_TASK TO COMPLETE_
Rescale the part of the rows that opens with the line containing "Each instance receives one keypoint. Mark the marble" and closes at the end of the rows, writing out every line again with the requests unchanged. Multiply each coordinate in the answers by 1.2 and round to the nearest whole number, rounding halves up.

Excerpts of location labeling rows
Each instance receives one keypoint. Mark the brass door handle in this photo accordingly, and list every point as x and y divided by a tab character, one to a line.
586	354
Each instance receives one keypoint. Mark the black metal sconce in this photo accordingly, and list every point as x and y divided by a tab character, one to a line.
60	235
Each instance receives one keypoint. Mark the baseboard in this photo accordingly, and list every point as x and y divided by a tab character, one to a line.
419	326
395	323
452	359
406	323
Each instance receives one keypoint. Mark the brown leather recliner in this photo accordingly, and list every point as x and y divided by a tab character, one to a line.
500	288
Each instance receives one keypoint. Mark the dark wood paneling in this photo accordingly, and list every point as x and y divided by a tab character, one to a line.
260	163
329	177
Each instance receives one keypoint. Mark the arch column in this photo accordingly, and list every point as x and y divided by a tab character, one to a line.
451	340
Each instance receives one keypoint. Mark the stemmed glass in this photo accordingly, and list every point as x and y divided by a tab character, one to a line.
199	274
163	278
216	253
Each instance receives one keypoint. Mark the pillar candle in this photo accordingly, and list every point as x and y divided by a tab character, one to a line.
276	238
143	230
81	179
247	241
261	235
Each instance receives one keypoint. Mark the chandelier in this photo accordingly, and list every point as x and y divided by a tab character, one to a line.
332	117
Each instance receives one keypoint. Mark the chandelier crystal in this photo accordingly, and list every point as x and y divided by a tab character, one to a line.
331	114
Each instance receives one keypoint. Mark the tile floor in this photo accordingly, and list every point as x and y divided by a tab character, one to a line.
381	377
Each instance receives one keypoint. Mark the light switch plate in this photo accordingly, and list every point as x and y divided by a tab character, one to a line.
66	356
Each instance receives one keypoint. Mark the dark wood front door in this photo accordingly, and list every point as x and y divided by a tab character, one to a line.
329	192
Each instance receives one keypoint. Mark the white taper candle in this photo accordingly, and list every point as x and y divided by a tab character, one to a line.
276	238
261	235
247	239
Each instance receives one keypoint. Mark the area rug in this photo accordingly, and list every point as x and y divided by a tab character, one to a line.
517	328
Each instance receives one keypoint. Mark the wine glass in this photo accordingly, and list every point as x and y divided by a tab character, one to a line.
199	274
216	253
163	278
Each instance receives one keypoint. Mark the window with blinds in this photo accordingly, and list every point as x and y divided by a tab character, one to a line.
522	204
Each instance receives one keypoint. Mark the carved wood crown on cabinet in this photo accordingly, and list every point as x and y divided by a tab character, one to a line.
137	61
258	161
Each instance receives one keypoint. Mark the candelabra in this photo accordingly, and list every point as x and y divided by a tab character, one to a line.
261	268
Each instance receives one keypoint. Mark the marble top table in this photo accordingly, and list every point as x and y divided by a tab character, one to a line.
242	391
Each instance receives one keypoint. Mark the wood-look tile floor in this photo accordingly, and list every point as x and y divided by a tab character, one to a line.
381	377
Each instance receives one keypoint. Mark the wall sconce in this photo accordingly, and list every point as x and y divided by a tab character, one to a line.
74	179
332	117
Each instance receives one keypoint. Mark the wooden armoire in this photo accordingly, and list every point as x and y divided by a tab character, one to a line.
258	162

_TASK ANSWER_
Each instance receives one keypoint. Mark the marble top table in this photo accordingly, and list every point as x and y divided by a tab character, one to a line.
290	469
Each instance receives one keypoint. Mark the wood-look tile floor in this photo accordingly, and list every point as x and y divided by a tab character, one to a line.
457	452
Each instance receives one keypoint. Mark the wall sconce in this photo accordingly, and list every point as x and y divided by a tab character, one to a line.
89	215
398	140
Each instance receives one keypoint. Mark the wooden armoire in this photo accordingly, and list every point as x and y divided by a tab character, one to a line.
310	194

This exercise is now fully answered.